## Your goal
In the listing below, locate the lines bearing the word "frame". Copy every one of them.

::::::

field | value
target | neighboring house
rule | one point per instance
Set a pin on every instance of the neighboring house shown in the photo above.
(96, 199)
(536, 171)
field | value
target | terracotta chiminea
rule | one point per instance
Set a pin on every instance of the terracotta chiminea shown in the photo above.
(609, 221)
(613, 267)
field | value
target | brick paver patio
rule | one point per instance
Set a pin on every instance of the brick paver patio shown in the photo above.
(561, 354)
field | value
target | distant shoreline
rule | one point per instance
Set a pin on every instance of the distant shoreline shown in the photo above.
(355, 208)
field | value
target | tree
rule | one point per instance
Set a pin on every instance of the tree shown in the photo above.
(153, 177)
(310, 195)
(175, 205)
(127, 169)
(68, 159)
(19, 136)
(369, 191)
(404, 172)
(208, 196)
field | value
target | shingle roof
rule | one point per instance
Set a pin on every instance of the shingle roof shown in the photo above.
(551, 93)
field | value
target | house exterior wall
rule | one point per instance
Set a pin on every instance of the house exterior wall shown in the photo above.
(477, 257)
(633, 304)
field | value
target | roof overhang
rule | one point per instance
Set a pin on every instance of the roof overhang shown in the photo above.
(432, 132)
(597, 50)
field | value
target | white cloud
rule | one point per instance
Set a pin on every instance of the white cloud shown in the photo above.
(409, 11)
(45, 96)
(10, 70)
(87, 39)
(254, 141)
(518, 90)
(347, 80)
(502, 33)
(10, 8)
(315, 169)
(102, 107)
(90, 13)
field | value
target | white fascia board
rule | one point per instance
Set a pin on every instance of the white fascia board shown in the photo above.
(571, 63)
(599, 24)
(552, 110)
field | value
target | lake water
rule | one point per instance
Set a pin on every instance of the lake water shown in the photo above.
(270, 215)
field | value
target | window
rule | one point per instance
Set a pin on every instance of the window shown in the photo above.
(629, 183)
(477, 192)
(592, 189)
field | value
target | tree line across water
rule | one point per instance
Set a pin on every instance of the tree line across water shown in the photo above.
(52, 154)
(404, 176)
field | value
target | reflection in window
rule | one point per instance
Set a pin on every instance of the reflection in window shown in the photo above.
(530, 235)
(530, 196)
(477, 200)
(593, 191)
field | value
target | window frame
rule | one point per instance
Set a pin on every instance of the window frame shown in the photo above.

::::::

## Task result
target | window frame
Set a pin on every instance of the window frame shown in the photo above.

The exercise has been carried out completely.